DISCURSO DO PAPA FRANCISCO
AOS SEMINARISTAS DA ARQUIDIOCESE DE AGRIGENTO
Sala do Consistório
Sábado, 24 de novembro de 2018
Há um discurso preparado, com o ícone dos discípulos de Emaús, que vós podeis ler tranquilamente em casa e meditar em paz. Entrego-o ao Reitor. Sentir-me-ei mais à vontade, falando um pouco espontaneamente.
Naquele discurso, a última palavra era a “missão”. Gostei daquilo que o Reitor disse sobre o horizonte da Albânia. Porque, é verdade, a missão é quando o Espírito nos leva a sair, sair, sair sempre; mas se não houver o horizonte apostólico, haverá o perigo de errar e de sair não para levar uma mensagem, mas para “passear”, ou seja, sair mal. Em vez de percorrer um caminho de força, de sair de nós mesmos, entramos num labirinto, onde nunca conseguimos encontrar uma senda, ou erramos o caminho! “Como posso estar certo de que a minha saída apostólica é aquela que o Senhor quer, aquela que o Senhor deseja de mim, tanto na formação como mais tarde?”. Há o bispo! O bispo é aquele que, em nome de Deus, diz: “Este é o caminho”. Tu podes ir ter com o bispo e dizer: “Sinto isto”, e ele discernirá se é aquele ou não. Mas, em definitivo, quem dá a missão é o bispo. Por que digo isto? Não se pode viver o sacerdócio sem uma missão. O bispo não confia apenas um cargo — “ocupa-te desta paróquia”, como o chefe de um banco atribui funções aos empregados — não, o bispo dá uma missão: “Santifica aquela gente, leva Cristo àquelas pessoas”. Trata-se de outro nível. Por isso, é importante o diálogo com o bispo: eu queria chegar a isto, ao diálogo com o bispo.

# # #

Reproduza, palavra por palavra, a parte do discurso que vai de "DISCURSO DO PAPA" até "um pouco espontaneamente.".

Listagem de dados
# # #

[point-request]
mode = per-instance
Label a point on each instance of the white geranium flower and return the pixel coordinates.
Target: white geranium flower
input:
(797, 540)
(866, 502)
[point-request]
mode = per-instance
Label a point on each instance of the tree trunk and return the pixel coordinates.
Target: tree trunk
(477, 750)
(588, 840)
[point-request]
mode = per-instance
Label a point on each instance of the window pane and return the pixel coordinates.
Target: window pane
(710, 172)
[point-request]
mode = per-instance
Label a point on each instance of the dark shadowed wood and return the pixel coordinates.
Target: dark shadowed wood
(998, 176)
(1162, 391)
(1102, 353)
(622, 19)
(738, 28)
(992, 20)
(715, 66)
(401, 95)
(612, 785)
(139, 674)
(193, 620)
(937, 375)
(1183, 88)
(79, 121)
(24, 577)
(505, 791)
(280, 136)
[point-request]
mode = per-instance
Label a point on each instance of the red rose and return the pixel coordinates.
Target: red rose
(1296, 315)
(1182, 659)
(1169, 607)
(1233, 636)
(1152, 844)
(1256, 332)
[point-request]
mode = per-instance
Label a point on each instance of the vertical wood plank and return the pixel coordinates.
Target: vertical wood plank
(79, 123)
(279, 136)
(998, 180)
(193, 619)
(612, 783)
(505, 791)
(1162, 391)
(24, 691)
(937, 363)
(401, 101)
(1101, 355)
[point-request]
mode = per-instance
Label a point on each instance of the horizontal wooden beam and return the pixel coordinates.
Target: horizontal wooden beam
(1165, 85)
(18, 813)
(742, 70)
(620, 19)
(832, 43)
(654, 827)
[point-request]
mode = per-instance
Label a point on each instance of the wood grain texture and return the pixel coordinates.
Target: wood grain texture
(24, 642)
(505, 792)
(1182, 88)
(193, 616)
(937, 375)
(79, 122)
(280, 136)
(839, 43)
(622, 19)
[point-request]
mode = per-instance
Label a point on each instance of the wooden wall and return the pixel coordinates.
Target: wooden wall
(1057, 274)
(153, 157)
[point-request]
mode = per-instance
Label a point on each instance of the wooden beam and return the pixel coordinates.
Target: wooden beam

# # #

Exercício resolvido
DISCURSO DO PAPA FRANCISCO
AOS SEMINARISTAS DA ARQUIDIOCESE DE AGRIGENTO
Sala do Consistório
Sábado, 24 de novembro de 2018
Há um discurso preparado, com o ícone dos discípulos de Emaús, que vós podeis ler tranquilamente em casa e meditar em paz. Entrego-o ao Reitor. Sentir-me-ei mais à vontade, falando um pouco espontaneamente.